*Aim of the task:* Copy out all the rows below, swapping each "drop a point on" for "place a dot on" and leaving everything else as it is.

*Information shown:*
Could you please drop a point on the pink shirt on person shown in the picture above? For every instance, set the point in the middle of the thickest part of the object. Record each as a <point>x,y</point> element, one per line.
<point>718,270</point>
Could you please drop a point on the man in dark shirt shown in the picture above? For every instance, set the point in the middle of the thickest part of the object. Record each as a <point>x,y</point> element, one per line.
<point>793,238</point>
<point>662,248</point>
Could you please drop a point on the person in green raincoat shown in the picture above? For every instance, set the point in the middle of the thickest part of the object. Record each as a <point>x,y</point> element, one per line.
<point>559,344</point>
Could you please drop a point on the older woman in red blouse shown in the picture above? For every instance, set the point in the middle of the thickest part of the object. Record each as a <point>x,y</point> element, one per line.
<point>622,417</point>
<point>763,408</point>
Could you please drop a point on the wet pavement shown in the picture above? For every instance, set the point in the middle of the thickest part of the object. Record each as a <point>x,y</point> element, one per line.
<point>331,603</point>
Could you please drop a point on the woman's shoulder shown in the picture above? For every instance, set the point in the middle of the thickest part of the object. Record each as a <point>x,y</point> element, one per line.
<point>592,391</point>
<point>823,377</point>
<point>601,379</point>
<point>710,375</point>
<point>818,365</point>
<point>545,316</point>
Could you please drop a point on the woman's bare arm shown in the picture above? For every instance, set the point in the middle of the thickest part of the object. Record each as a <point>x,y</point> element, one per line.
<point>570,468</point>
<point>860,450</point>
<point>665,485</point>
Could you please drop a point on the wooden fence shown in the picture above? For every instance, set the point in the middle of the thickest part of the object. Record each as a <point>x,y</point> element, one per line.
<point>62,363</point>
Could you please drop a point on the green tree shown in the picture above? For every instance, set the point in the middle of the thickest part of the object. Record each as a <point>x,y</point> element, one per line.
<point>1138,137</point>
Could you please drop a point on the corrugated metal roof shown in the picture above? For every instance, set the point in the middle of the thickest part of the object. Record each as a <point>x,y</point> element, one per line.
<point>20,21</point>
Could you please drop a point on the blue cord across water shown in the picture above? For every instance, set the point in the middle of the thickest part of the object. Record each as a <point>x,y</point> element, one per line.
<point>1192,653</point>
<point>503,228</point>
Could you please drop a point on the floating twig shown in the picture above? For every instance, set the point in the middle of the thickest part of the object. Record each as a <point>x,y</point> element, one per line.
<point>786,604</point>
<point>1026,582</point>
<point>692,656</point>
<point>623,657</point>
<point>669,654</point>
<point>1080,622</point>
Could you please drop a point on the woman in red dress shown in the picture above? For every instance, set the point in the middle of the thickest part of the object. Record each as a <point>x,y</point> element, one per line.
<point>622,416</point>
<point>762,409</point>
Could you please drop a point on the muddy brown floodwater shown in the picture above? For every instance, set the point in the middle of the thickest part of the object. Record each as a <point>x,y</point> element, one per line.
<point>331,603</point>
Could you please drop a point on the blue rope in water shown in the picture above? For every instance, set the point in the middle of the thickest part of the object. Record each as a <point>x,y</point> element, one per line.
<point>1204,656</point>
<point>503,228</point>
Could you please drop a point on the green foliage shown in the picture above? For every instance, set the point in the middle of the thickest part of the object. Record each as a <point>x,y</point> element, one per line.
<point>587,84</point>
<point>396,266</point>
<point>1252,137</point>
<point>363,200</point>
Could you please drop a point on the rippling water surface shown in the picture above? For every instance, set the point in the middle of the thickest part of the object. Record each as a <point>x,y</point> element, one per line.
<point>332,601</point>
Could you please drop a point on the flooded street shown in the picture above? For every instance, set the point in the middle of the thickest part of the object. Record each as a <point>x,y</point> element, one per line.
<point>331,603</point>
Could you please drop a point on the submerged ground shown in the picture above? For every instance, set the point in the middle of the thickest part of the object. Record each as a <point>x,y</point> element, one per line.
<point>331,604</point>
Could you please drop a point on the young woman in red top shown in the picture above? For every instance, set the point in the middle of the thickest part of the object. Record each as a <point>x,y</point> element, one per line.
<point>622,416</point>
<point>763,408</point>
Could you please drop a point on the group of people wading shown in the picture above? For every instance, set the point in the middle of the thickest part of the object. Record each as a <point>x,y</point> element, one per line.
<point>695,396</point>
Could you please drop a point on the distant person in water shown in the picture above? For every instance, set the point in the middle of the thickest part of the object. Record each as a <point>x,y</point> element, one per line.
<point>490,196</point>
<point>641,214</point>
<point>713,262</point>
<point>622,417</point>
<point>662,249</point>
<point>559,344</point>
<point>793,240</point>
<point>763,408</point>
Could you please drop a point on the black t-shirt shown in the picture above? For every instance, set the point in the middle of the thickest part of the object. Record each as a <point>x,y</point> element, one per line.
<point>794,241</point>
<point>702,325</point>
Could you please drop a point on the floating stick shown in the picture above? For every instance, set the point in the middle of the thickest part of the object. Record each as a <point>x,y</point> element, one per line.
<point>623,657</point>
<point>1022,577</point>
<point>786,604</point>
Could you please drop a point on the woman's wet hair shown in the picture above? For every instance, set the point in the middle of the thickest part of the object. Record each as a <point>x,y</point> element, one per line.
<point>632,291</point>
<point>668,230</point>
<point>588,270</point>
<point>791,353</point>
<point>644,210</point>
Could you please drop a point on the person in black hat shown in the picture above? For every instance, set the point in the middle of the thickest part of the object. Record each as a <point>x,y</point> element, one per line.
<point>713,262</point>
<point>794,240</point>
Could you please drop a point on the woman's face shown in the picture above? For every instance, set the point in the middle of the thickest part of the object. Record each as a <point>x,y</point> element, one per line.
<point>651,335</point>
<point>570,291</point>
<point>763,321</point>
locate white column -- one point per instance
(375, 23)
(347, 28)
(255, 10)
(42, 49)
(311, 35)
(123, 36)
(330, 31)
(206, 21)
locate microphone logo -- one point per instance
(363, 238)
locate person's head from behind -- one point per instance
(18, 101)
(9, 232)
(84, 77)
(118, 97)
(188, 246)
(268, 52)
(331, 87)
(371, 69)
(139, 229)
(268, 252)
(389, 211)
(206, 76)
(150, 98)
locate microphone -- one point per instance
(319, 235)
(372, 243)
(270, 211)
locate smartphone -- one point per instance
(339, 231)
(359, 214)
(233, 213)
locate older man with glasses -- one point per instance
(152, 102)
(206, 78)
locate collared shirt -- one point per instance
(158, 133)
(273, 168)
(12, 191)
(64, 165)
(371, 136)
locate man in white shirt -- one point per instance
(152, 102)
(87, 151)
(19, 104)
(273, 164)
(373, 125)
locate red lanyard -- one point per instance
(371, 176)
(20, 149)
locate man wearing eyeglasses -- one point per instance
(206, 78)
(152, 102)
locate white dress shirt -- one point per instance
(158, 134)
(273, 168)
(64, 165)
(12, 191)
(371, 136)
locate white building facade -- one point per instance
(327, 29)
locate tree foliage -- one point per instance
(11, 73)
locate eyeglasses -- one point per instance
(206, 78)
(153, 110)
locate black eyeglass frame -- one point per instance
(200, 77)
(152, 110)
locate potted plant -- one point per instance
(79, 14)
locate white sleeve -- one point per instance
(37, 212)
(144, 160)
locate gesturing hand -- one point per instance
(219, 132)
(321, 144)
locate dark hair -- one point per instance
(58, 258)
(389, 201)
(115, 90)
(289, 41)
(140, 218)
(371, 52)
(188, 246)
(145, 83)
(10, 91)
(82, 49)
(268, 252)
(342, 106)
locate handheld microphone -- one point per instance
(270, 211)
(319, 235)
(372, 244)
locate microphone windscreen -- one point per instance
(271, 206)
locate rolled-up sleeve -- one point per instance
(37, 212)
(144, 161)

*Solution:*
Could you please place a dot on the pink shirt on person shown in the picture above? For every instance, set the point in the middle of the thickest part of the object. Record each as a <point>x,y</point> element, one per line.
<point>718,270</point>
Could you please place a dot on the man in dark shirt shown in the picture above? For every instance, set the point in the middle of the thickest part of the object. Record each as a <point>x,y</point> element, one per line.
<point>793,238</point>
<point>662,248</point>
Could you please place a dot on the person in green raincoat shown in the picture above? For every instance, set the point in the middle of the thickest part of the object. Record each as a <point>x,y</point> element, one per line.
<point>559,344</point>
Could you please place a dot on the older woman in red blouse shown in the picture above? For every instance, set the point in the middle of the thickest part of the object. Record each as a <point>x,y</point> element, one per line.
<point>622,417</point>
<point>763,408</point>
Could you please place a dot on the wet pavement shown in the picture above? For every instance, set the point in the middle of the thickest part of the object. Record each as a <point>x,y</point> element, one per line.
<point>331,603</point>
Could you please place a dot on the woman's shoulder shown in the picture above? For every instance, set the point in the middle of the thickest part of the object. Record each as a <point>x,y</point> element, one per line.
<point>592,391</point>
<point>823,377</point>
<point>601,379</point>
<point>710,375</point>
<point>818,365</point>
<point>545,316</point>
Could you please place a dot on the woman's bare arm shown in the picture above? For every instance, set the point in the middle of the thickest part of the object. Record each as a <point>x,y</point> element, one per line.
<point>570,468</point>
<point>860,450</point>
<point>665,485</point>
Could you please place a dot on the wooden fence shown in the picture above? For every instance, set the point in the middle of the thickest part of the object. Record each as a <point>x,y</point> element, one per line.
<point>62,363</point>
Could you please place a dot on the green tree shown in the picture above? For every instance, set the point in the middle of the thickest part of the object. Record each as a <point>x,y</point> element, one per line.
<point>1138,137</point>
Could you please place a dot on the corrugated metal roof shown in the picture above? For every instance, set the point in the middle of the thickest part of the object. Record each as a <point>x,y</point> element, one per line.
<point>20,21</point>
Could you please place a dot on the blue cord across water shown in the picture above? For every instance, set the point in the middle of the thickest part of the object. Record each as a <point>x,y</point> element, one per line.
<point>1192,653</point>
<point>503,228</point>
Could you please place a dot on the floating twig shown in the picture above? For every instance, set the point in the middle of the thickest part of the object. Record each as a <point>x,y</point> element, one per line.
<point>786,604</point>
<point>1026,582</point>
<point>692,656</point>
<point>623,657</point>
<point>669,654</point>
<point>1080,622</point>
Could you please place a dot on the woman in red dress shown in the picture above? For every instance, set the point in the middle of the thickest part of the object. Record each as a <point>x,y</point> element, one per line.
<point>622,416</point>
<point>762,409</point>
Could you please place a dot on the muddy brown floodwater shown in the picture above? For every instance, set the point in the middle of the thickest part of the object. Record each as a <point>x,y</point> element, one per line.
<point>331,603</point>
Could you please place a dot on the blue rope in water shown in the picture above? For every instance, set the point in the middle of the thickest part of the object. Record each as a <point>x,y</point> element, one per line.
<point>1204,656</point>
<point>503,228</point>
Could you please place a dot on the green foliage shown in the picture above? For every instance, set the point in the middle of the thickest part of the object. Record each as a <point>x,y</point> element, one per line.
<point>587,84</point>
<point>396,266</point>
<point>1252,137</point>
<point>363,200</point>
Could you please place a dot on the rippling water surface shown in the picture above? For every instance, set the point in the middle of the thickest part of the object. Record each as a <point>x,y</point> element, one per line.
<point>332,601</point>
Could you please place a dot on the flooded street shown in the picture above? For every instance, set the point in the middle of the thickest part of the object. Record each as a <point>x,y</point> element, one per line.
<point>331,603</point>
Could you please place a dot on the submerged ground shown in the picture above? For every instance, set the point in the middle of the thickest part of the object. Record each as a <point>x,y</point> element, one per line.
<point>331,604</point>
Could you please place a dot on the young woman in red top shown in the picture above? For every instance, set the point in the middle of the thickest part of the object. Record each as a <point>x,y</point> element, one per line.
<point>622,416</point>
<point>763,408</point>
Could you please place a dot on the group of people wading shown in the picture above? For every instance, set the point in the middle of the thickest part of the object. Record each as a <point>x,y</point> element, one per line.
<point>695,396</point>
Could you please place a dot on the distant person in water shown in the picture above? For every instance, set the point in the middle of the thickest part of the object. Record each as a <point>x,y</point> element, one per line.
<point>490,196</point>
<point>641,214</point>
<point>713,262</point>
<point>622,417</point>
<point>662,249</point>
<point>559,344</point>
<point>793,240</point>
<point>763,408</point>
Could you please place a dot on the black t-shirt shown in the picture above? For every instance, set the point in the middle of the thickest part of the object. Record each as a <point>x,y</point> element, one per line.
<point>794,241</point>
<point>702,325</point>
Could you please place a dot on the floating stick shown in the picture above? For every instance, set the point in the middle of the thickest part of the object. Record each as a <point>x,y</point> element, one per line.
<point>623,657</point>
<point>1022,577</point>
<point>786,604</point>
Could you please place a dot on the woman's wet hair shown in the picture above? For every instance, set the point in the middle of the thickest part of the object. Record each as a <point>x,y</point> element, one per line.
<point>632,291</point>
<point>668,230</point>
<point>588,270</point>
<point>791,353</point>
<point>644,210</point>
Could you please place a dot on the person in black hat shown in the picture above? For every instance, set the point in the middle of the thickest part of the object. Record each as a <point>x,y</point> element, one per line.
<point>713,262</point>
<point>794,240</point>
Could you please place a dot on the woman's face shown in the picture above? For every instance, set the point in the middle of the thickest part of the object. Record each as a <point>x,y</point> element, one per line.
<point>651,335</point>
<point>570,291</point>
<point>763,321</point>
locate white column -- one point per instance
(375, 23)
(347, 28)
(255, 10)
(42, 49)
(311, 35)
(123, 36)
(330, 31)
(206, 21)
locate microphone logo -- one point per instance
(363, 238)
locate person's head from behind -- one point per instance
(18, 101)
(9, 232)
(84, 77)
(118, 97)
(188, 246)
(268, 52)
(331, 87)
(371, 69)
(139, 229)
(268, 252)
(389, 211)
(206, 76)
(150, 98)
locate microphone -- one point per instance
(319, 235)
(372, 243)
(270, 211)
locate smartphone -- one point per instance
(339, 231)
(359, 214)
(233, 213)
locate older man with glasses -- one point per instance
(152, 102)
(206, 78)
locate collared shirt -- one point per instance
(158, 133)
(273, 168)
(12, 191)
(64, 165)
(371, 136)
locate man in white shirt -- one point per instance
(152, 102)
(87, 151)
(19, 104)
(273, 164)
(373, 125)
locate red lanyard -- one point per instance
(371, 176)
(20, 149)
locate man wearing eyeglasses -- one point per instance
(206, 78)
(152, 102)
locate white dress shirt -- one point per instance
(158, 134)
(273, 168)
(64, 165)
(12, 191)
(371, 136)
locate white building facade -- one point per instance
(327, 29)
locate tree foliage -- one point per instance
(11, 73)
locate eyeglasses -- one point per instance
(206, 78)
(153, 110)
locate black eyeglass frame -- one point per instance
(200, 77)
(152, 110)
locate potted plant -- one point per instance
(79, 14)
locate white sleeve -- one point per instance
(37, 212)
(144, 160)
locate gesturing hand -- one point per instance
(219, 132)
(321, 144)
locate dark hair -- one point per instance
(58, 258)
(389, 201)
(115, 90)
(289, 41)
(140, 218)
(371, 52)
(188, 246)
(145, 83)
(10, 91)
(82, 49)
(268, 252)
(342, 106)
locate handheld microphone -- one point per instance
(270, 211)
(319, 235)
(372, 244)
locate microphone windscreen -- one point per instance
(271, 206)
locate rolled-up sleeve -- one point per instance
(37, 212)
(144, 161)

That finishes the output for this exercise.